Supplied records section start

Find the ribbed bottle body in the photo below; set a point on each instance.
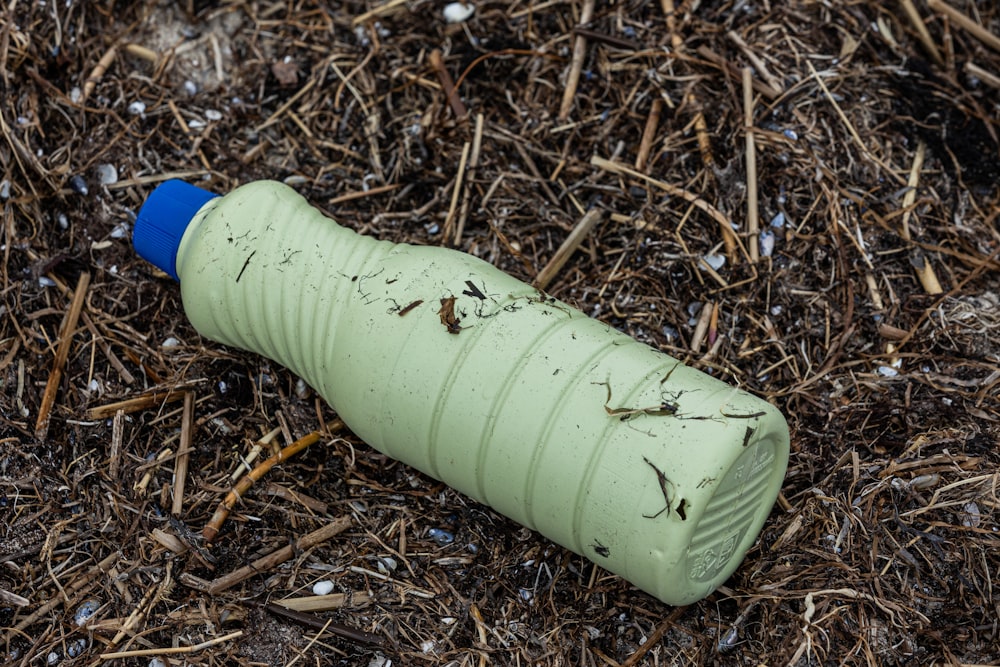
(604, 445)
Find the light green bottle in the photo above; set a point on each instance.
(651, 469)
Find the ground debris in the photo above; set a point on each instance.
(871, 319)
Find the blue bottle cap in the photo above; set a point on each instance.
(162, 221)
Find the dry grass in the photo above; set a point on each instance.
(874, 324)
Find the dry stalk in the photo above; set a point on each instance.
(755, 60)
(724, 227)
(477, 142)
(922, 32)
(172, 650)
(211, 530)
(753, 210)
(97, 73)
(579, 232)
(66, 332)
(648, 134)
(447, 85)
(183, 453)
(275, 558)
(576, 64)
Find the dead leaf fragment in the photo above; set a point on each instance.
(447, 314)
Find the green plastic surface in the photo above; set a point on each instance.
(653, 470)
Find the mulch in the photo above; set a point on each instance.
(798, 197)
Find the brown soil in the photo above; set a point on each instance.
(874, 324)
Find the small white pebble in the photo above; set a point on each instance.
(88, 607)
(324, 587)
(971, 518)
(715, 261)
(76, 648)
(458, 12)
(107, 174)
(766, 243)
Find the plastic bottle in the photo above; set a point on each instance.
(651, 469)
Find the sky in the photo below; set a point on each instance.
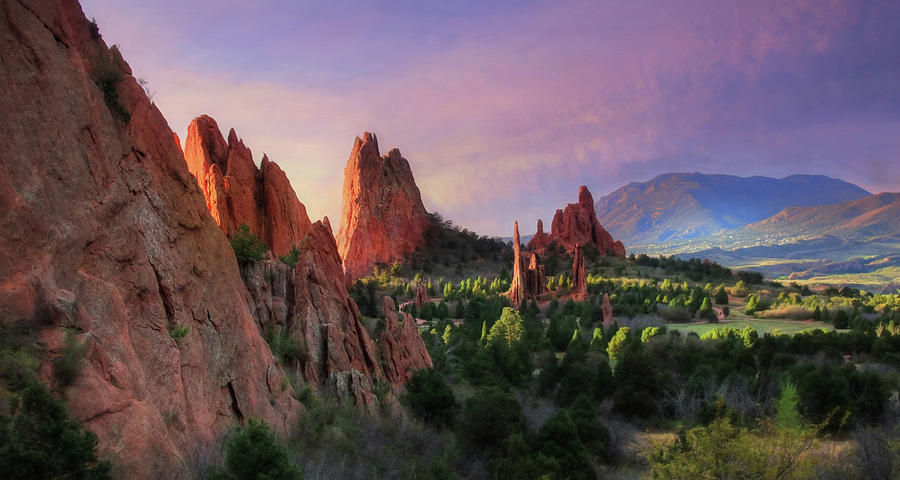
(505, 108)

Supplied records section end

Leaving every picture aside, transcribe exactly the lines from the one that contains "Find the sky" through the final line of the listing above, inclusive.

Written answer.
Find the sky in the photo below; set a point on each instance.
(505, 108)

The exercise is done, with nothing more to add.